→ **Entries provided**

◆ ◆ ◆ ◆

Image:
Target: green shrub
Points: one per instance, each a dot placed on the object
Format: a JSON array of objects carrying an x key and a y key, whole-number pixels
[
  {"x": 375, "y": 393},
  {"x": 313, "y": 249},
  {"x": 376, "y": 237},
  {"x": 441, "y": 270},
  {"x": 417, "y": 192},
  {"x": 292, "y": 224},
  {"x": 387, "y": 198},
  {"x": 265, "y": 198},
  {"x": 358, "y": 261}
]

◆ ◆ ◆ ◆

→ **About this exercise**
Write out the lines above from the one containing "Format: a JSON" through the last, exactly as they are.

→ **Task output**
Format: a JSON array of objects carrying an x key and a y key, whole-number pixels
[
  {"x": 375, "y": 393},
  {"x": 313, "y": 249},
  {"x": 376, "y": 237},
  {"x": 441, "y": 270},
  {"x": 417, "y": 192},
  {"x": 292, "y": 224},
  {"x": 387, "y": 198},
  {"x": 265, "y": 198},
  {"x": 358, "y": 261}
]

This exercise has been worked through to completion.